━━ Provided data ━━
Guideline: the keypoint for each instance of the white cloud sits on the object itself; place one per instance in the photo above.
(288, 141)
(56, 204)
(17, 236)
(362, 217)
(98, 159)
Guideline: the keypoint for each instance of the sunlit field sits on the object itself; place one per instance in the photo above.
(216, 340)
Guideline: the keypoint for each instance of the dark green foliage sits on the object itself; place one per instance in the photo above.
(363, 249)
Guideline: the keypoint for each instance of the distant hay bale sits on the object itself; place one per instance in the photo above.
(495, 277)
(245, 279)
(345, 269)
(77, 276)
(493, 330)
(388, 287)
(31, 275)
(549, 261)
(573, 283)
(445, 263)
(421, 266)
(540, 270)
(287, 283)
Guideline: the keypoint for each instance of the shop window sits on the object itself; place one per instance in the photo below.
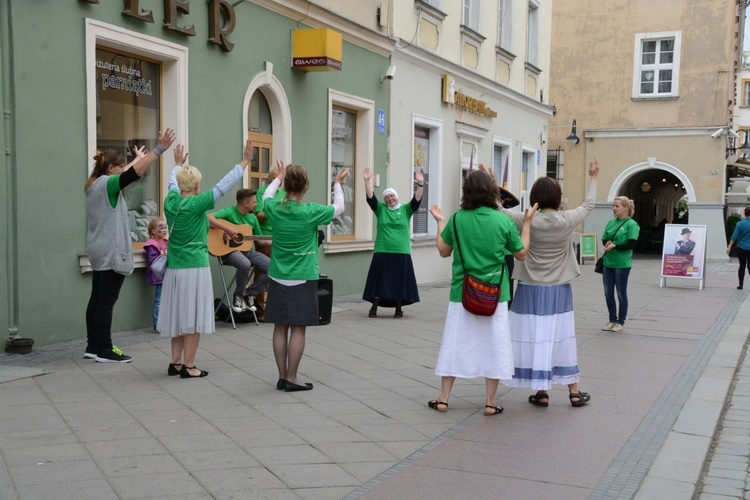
(260, 131)
(125, 106)
(128, 116)
(351, 133)
(343, 155)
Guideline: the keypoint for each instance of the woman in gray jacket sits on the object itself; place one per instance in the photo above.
(542, 325)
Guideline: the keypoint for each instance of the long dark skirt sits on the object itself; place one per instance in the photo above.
(391, 279)
(292, 305)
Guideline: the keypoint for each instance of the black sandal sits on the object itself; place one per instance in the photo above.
(539, 399)
(434, 404)
(184, 373)
(583, 398)
(496, 409)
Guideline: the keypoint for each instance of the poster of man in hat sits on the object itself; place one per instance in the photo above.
(683, 252)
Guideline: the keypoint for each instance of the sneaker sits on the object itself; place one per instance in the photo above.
(238, 305)
(250, 302)
(114, 355)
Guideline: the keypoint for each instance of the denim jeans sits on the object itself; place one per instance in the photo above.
(105, 290)
(157, 302)
(616, 279)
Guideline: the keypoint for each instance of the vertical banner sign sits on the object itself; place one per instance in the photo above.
(421, 162)
(684, 251)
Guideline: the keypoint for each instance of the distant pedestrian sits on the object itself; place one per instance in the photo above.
(390, 280)
(742, 242)
(478, 346)
(619, 239)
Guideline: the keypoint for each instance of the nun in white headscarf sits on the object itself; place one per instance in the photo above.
(391, 281)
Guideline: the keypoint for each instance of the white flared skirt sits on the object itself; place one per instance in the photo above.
(475, 346)
(187, 303)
━━━
■ **Work to complete**
Scale every coordinate in the answers by 1.45, rounding to whole numbers with halves rounded up, and rewrite the lines from the line with "Guideline: the keypoint for each instance of the white flared" through the end of the records, both ends included, keeping the requests as they are.

■ **Result**
Guideline: the keypoint for each instance of the white flared skirt sits on the object itself; place one per instance in the photo above.
(689, 502)
(271, 439)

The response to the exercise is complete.